Records for processing
====

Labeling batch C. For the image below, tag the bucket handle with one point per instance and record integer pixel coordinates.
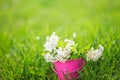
(69, 69)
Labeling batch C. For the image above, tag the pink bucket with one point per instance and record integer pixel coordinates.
(68, 70)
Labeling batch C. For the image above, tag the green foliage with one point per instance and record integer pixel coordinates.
(21, 21)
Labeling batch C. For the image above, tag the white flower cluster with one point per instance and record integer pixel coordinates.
(62, 54)
(51, 42)
(94, 55)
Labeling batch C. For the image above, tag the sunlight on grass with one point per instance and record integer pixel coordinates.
(22, 21)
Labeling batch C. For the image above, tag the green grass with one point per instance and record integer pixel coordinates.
(21, 21)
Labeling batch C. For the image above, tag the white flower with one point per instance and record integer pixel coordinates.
(95, 54)
(69, 42)
(74, 35)
(37, 37)
(49, 58)
(51, 42)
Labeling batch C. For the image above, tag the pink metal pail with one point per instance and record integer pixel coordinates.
(68, 70)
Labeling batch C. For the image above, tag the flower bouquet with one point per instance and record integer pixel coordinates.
(66, 56)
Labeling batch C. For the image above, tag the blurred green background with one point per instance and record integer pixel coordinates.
(22, 21)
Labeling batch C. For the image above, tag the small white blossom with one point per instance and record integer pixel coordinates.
(95, 54)
(74, 35)
(69, 42)
(37, 37)
(51, 42)
(49, 58)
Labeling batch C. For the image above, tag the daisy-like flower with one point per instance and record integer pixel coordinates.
(74, 35)
(49, 58)
(94, 55)
(51, 42)
(64, 53)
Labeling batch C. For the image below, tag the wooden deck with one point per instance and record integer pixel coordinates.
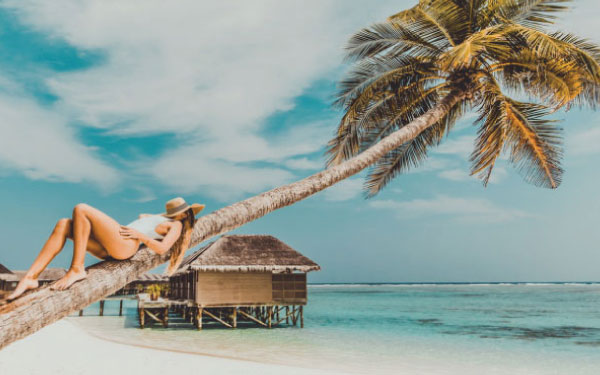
(264, 315)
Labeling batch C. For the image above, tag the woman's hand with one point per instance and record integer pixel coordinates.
(127, 232)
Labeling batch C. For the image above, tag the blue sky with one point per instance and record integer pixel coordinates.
(126, 105)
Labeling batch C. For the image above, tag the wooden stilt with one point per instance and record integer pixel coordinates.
(294, 316)
(270, 312)
(217, 318)
(199, 318)
(156, 318)
(242, 312)
(286, 317)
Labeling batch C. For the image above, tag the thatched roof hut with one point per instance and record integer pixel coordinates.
(243, 270)
(247, 253)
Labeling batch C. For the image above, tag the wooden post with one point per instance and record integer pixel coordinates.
(252, 318)
(294, 316)
(199, 318)
(270, 312)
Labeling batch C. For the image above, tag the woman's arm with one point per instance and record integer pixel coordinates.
(161, 247)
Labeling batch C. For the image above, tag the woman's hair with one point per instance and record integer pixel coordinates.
(182, 243)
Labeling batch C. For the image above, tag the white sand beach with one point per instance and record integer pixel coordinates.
(64, 348)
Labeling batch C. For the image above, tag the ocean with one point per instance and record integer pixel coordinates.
(503, 328)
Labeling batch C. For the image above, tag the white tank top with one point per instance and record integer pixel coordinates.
(147, 224)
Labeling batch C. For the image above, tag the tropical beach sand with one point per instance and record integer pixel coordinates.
(64, 348)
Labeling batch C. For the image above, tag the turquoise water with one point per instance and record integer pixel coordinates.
(396, 328)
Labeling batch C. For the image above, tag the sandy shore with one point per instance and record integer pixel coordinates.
(65, 349)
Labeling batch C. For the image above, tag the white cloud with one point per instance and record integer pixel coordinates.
(185, 172)
(304, 163)
(344, 190)
(38, 143)
(460, 146)
(498, 174)
(467, 209)
(211, 72)
(584, 143)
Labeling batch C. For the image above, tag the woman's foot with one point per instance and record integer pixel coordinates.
(69, 278)
(24, 284)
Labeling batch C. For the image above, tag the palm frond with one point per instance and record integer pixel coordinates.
(534, 142)
(393, 39)
(411, 154)
(530, 13)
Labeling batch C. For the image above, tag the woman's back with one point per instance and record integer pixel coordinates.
(147, 224)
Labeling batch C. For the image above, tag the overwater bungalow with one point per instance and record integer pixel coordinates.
(255, 278)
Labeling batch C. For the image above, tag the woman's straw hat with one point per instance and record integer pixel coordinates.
(178, 205)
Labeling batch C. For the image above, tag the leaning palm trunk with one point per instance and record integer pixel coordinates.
(40, 307)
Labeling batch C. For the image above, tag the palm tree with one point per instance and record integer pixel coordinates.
(454, 55)
(415, 75)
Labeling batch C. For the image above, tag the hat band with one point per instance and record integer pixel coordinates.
(175, 209)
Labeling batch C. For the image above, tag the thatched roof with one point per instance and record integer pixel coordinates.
(4, 269)
(49, 274)
(245, 252)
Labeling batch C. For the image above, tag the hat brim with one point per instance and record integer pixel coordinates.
(196, 207)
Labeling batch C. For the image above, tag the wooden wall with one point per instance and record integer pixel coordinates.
(289, 288)
(233, 288)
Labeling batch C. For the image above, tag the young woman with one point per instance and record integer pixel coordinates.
(92, 230)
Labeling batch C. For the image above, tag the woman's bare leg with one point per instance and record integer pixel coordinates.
(89, 221)
(55, 243)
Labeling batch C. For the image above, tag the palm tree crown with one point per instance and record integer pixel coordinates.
(480, 50)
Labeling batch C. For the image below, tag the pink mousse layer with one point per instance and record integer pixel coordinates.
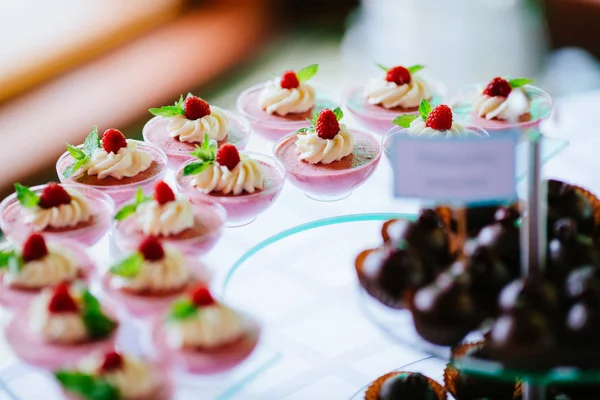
(14, 297)
(243, 206)
(335, 178)
(210, 361)
(32, 349)
(156, 132)
(199, 239)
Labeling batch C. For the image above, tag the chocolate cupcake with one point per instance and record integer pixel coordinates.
(389, 274)
(445, 311)
(464, 386)
(405, 386)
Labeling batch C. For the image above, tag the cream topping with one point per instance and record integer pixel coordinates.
(62, 216)
(215, 125)
(390, 95)
(164, 219)
(211, 326)
(276, 100)
(312, 149)
(168, 274)
(248, 176)
(61, 328)
(499, 107)
(57, 266)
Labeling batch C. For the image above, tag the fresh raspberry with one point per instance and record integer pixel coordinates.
(112, 361)
(151, 249)
(327, 124)
(34, 248)
(440, 118)
(54, 195)
(498, 87)
(163, 193)
(195, 108)
(201, 297)
(399, 75)
(228, 156)
(113, 140)
(61, 300)
(289, 80)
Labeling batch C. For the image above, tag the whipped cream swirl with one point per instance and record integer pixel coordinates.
(248, 176)
(276, 100)
(390, 95)
(215, 125)
(165, 219)
(62, 216)
(60, 328)
(509, 108)
(165, 275)
(57, 266)
(418, 128)
(312, 149)
(127, 162)
(212, 326)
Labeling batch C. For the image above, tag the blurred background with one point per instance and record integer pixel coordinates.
(66, 65)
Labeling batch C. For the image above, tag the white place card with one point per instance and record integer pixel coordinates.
(457, 170)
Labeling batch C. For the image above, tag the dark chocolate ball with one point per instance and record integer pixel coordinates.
(412, 386)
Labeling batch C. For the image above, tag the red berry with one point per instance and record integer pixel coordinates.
(163, 193)
(201, 297)
(289, 80)
(399, 75)
(61, 300)
(112, 361)
(228, 156)
(54, 195)
(440, 118)
(195, 108)
(151, 249)
(327, 124)
(498, 87)
(113, 140)
(34, 248)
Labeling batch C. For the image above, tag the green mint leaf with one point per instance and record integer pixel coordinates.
(518, 82)
(26, 197)
(128, 267)
(97, 324)
(307, 72)
(76, 153)
(91, 142)
(383, 67)
(195, 168)
(86, 386)
(167, 111)
(182, 309)
(339, 114)
(125, 212)
(415, 68)
(405, 120)
(424, 109)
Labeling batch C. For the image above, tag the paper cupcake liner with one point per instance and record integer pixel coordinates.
(373, 390)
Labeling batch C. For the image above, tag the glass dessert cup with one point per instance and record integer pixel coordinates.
(209, 218)
(121, 190)
(88, 233)
(33, 350)
(241, 209)
(335, 181)
(377, 118)
(539, 110)
(204, 361)
(14, 297)
(272, 126)
(155, 131)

====

Short exercise
Rewrite all of the lines above as a numbered list, skipping any blank lines and leaving the pictures out.

The output
1. Labeling batch C. For the image below, tag the bucket handle with one point per instance and record integer pixel coordinates.
2. (69, 69)
3. Labeling batch C. For the image above, tag the pink bucket with one point per instance and record integer pixel coordinates.
4. (68, 70)
5. Labeling batch C. For the image above, tag the green foliage with one point per instance and record integer pixel coordinates.
6. (21, 21)
7. Labeling batch C. For the image above, tag the white flower cluster with one point per instance and record integer pixel coordinates.
8. (62, 54)
9. (51, 42)
10. (94, 55)
11. Labeling batch C. For the image above, tag the sunlight on grass with one point per instance and record integer pixel coordinates.
12. (22, 21)
13. Labeling batch C. For the image above, tag the green grass with one point per instance and record integer pixel coordinates.
14. (21, 21)
15. Labeling batch C. For the image above, tag the white flower with one point per instance and record integer pixel coordinates.
16. (95, 54)
17. (69, 42)
18. (74, 35)
19. (37, 37)
20. (49, 58)
21. (51, 42)
22. Labeling batch C. For the image above, tag the pink metal pail with one point per instance and record integer pixel coordinates.
23. (68, 70)
24. Labeling batch C. For the image above, tag the flower bouquet with one point per instance and record integer pixel coordinates.
25. (66, 56)
26. Labeling batch C. For the image above, tag the blurred green background with one point per instance and record integer pixel coordinates.
27. (22, 21)
28. Labeling batch C. For the image above, tag the small white blossom with one point per instance and record integer pixel coordinates.
29. (95, 54)
30. (74, 35)
31. (69, 42)
32. (37, 37)
33. (51, 42)
34. (49, 58)
35. Labeling batch C. For the image above, tag the daisy-like flower with one point per instance and record integer pixel coordinates.
36. (74, 35)
37. (49, 58)
38. (94, 55)
39. (51, 42)
40. (64, 53)
41. Labeling batch C. For the image below, tag the wooden deck with one point per instance and record integer pixel coordinates.
42. (264, 315)
43. Labeling batch C. For the image above, tag the woman's hand with one point per instance and record integer pixel coordinates.
44. (127, 232)
45. Labeling batch C. For the image above, tag the blue sky with one point per instance and record integer pixel coordinates.
46. (126, 105)
47. Labeling batch C. For the image above, tag the wooden stilt with one point per instance and record integer pixel coordinates.
48. (294, 316)
49. (270, 312)
50. (217, 318)
51. (199, 318)
52. (156, 318)
53. (242, 312)
54. (286, 317)
55. Labeling batch C. For the image above, tag the thatched roof hut with one point per instance and record integer pixel coordinates.
56. (243, 270)
57. (247, 253)
58. Labeling batch C. For the image above, tag the wooden post with one point per instance and record integer pixel coordinates.
59. (252, 318)
60. (294, 316)
61. (199, 318)
62. (270, 312)
63. Labeling batch C. For the image above, tag the woman's arm with one point per instance and record integer pixel coordinates.
64. (161, 247)
65. Labeling batch C. For the image above, tag the woman's hair with one point per instance and record integer pixel coordinates.
66. (182, 243)
67. Labeling batch C. For the image above, tag the white sand beach with one point per instance and record integer pixel coordinates.
68. (64, 348)
69. Labeling batch C. For the image above, tag the ocean with one point per instance and record integer pixel coordinates.
70. (503, 328)
71. Labeling batch C. For the image above, tag the white tank top with one point per instance and record integer pixel coordinates.
72. (147, 224)
73. Labeling batch C. For the image above, tag the tropical beach sand with one point per instance and record integer pixel coordinates.
74. (64, 348)
75. Labeling batch C. For the image above, tag the turquoise water with one point per instance and record integer pixel coordinates.
76. (396, 328)
77. Labeling batch C. For the image above, tag the sandy shore with one point per instance and record integer pixel coordinates.
78. (65, 349)
79. Labeling batch C. For the image above, tag the white cloud with one point per instance and record integer pixel coordinates.
80. (185, 172)
81. (304, 163)
82. (344, 190)
83. (38, 143)
84. (460, 146)
85. (498, 174)
86. (467, 209)
87. (211, 72)
88. (584, 143)
89. Labeling batch C. For the image above, tag the woman's foot with one point per instance and record integer pixel coordinates.
90. (69, 278)
91. (24, 284)
92. Labeling batch C. For the image above, tag the palm frond with one point per instance and record integer pixel coordinates.
93. (534, 142)
94. (393, 39)
95. (411, 154)
96. (530, 13)
97. Labeling batch C. For the image above, tag the woman's back with one point per instance and record integer pixel coordinates.
98. (147, 224)
99. Labeling batch C. For the image above, tag the overwater bungalow with one point per instance and record integer pixel coordinates.
100. (255, 278)
101. Labeling batch C. For the image above, tag the woman's straw hat with one point per instance and record integer pixel coordinates.
102. (178, 205)
103. Labeling batch C. For the image above, tag the leaning palm trunk with one point per instance and record integer pixel coordinates.
104. (40, 307)
105. Labeling batch C. For the image above, tag the palm tree with one point per instance and record integer pixel coordinates.
106. (454, 55)
107. (415, 75)
108. Labeling batch C. For the image above, tag the hat band with one point per instance and record integer pixel coordinates.
109. (175, 209)
110. Labeling batch C. For the image above, tag the thatched roof with one point per instance and record integer pixel coordinates.
111. (4, 269)
112. (49, 274)
113. (245, 252)
114. Labeling batch C. For the image above, tag the hat brim with one point per instance and record integer pixel coordinates.
115. (196, 207)
116. Labeling batch C. For the image above, tag the wooden wall with one point per instance and record integer pixel coordinates.
117. (289, 288)
118. (233, 288)
119. Labeling batch C. For the image above, tag the young woman with one point per instance and record integer pixel coordinates.
120. (92, 230)
121. Labeling batch C. For the image above, tag the woman's bare leg with one point per instance and record integer pixel coordinates.
122. (89, 221)
123. (55, 243)
124. Labeling batch C. For the image above, tag the palm tree crown with one point per instance and record integer pixel coordinates.
125. (480, 50)
126. Labeling batch C. For the image below, tag the pink mousse layer with one point per instance and record integer pixel coordinates.
127. (14, 297)
128. (243, 206)
129. (335, 178)
130. (210, 361)
131. (32, 349)
132. (156, 132)
133. (199, 239)
134. Labeling batch C. For the image above, tag the chocolate cupcake with one point per instance and record integer pixel coordinates.
135. (389, 274)
136. (445, 311)
137. (464, 386)
138. (405, 386)
139. Labeling batch C. For the image above, tag the cream topping with one point per instance and record integer pixel coordinates.
140. (62, 216)
141. (215, 125)
142. (390, 95)
143. (164, 219)
144. (211, 326)
145. (276, 100)
146. (312, 149)
147. (168, 274)
148. (248, 176)
149. (61, 328)
150. (499, 107)
151. (57, 266)
152. Labeling batch C. For the image above, tag the fresh raspberry with one point per instance and record integer pixel coordinates.
153. (112, 361)
154. (151, 249)
155. (327, 124)
156. (34, 248)
157. (440, 118)
158. (54, 195)
159. (498, 87)
160. (163, 193)
161. (195, 108)
162. (201, 297)
163. (399, 75)
164. (228, 156)
165. (113, 140)
166. (61, 300)
167. (289, 80)
168. Labeling batch C. For the image above, tag the whipped cream swirl with one point per instance and record integer pixel coordinates.
169. (248, 176)
170. (276, 100)
171. (390, 95)
172. (215, 125)
173. (165, 219)
174. (62, 216)
175. (60, 328)
176. (509, 108)
177. (165, 275)
178. (57, 266)
179. (418, 128)
180. (312, 149)
181. (127, 162)
182. (212, 326)
183. Labeling batch C. For the image above, tag the blurred background with one point per instance and record integer pixel coordinates.
184. (66, 65)
185. Labeling batch C. For the image above, tag the white place card with one point per instance and record integer pixel coordinates.
186. (457, 170)
187. Labeling batch C. For the image above, tag the dark chocolate ball with one point per instance and record integer pixel coordinates.
188. (412, 386)
189. Labeling batch C. For the image above, tag the red berry with one point per instance and record integer pixel coordinates.
190. (163, 193)
191. (201, 297)
192. (289, 80)
193. (399, 75)
194. (61, 300)
195. (112, 361)
196. (228, 156)
197. (54, 195)
198. (440, 118)
199. (195, 108)
200. (151, 249)
201. (327, 124)
202. (498, 87)
203. (113, 140)
204. (34, 248)
205. Labeling batch C. For the image above, tag the green mint leaf with one point per instance and record integer pixel coordinates.
206. (518, 82)
207. (26, 197)
208. (128, 267)
209. (97, 324)
210. (307, 72)
211. (76, 153)
212. (91, 142)
213. (383, 67)
214. (195, 168)
215. (86, 386)
216. (167, 111)
217. (182, 309)
218. (339, 114)
219. (125, 212)
220. (415, 68)
221. (405, 120)
222. (424, 109)
223. Labeling batch C. For the image above, tag the paper cupcake liner with one point per instance and record integer pixel coordinates.
224. (373, 390)
225. Labeling batch C. For the image above, tag the glass dessert cup with one point per instance and record integer pixel coordinates.
226. (209, 218)
227. (121, 190)
228. (88, 233)
229. (33, 350)
230. (241, 209)
231. (335, 181)
232. (377, 118)
233. (539, 110)
234. (204, 361)
235. (14, 297)
236. (272, 126)
237. (155, 131)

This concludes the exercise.